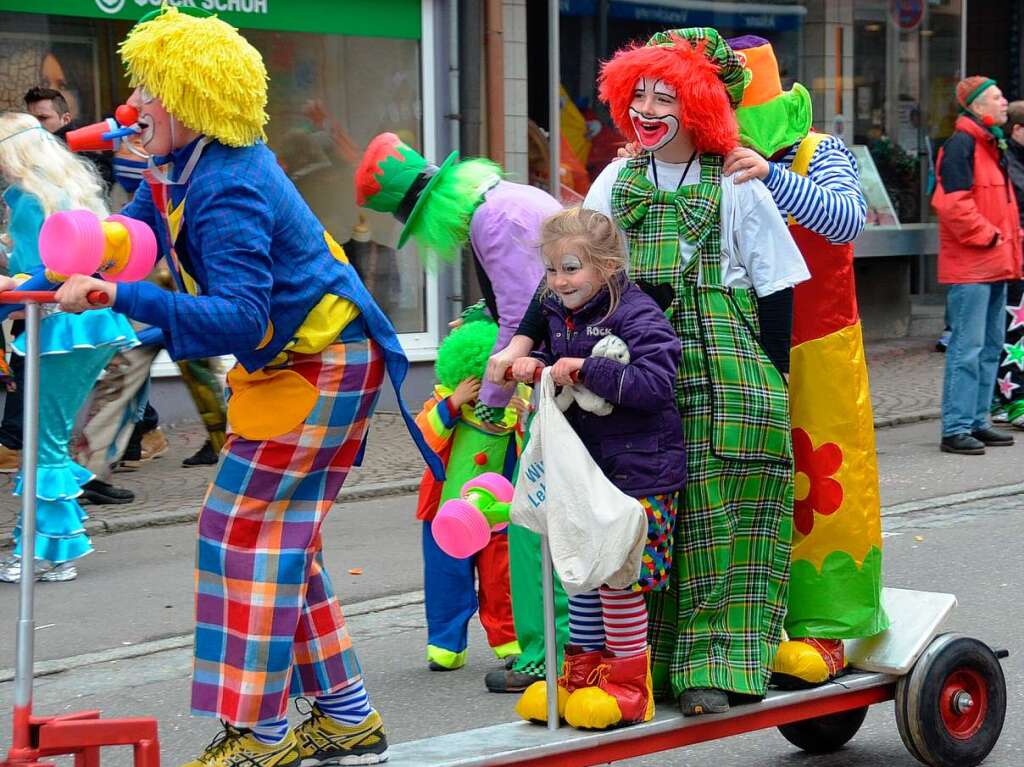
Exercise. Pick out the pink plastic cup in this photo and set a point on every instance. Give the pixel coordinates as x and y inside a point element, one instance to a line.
<point>72,242</point>
<point>460,530</point>
<point>497,485</point>
<point>143,251</point>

Problem to work on>
Recast every line of the listing above as a Markdown table with the columns "Row" and "Line," numbering each row and skipping blank lines. Leave the pictures out of the table.

Written response>
| Row | Line |
|---|---|
| 1 | Exercise. Pick out the pink plastic cup in this photo and set a point on every instance. Give the pixel coordinates as x and y inside a point element, one instance to a line. |
| 2 | <point>72,242</point> |
| 3 | <point>460,530</point> |
| 4 | <point>497,485</point> |
| 5 | <point>143,251</point> |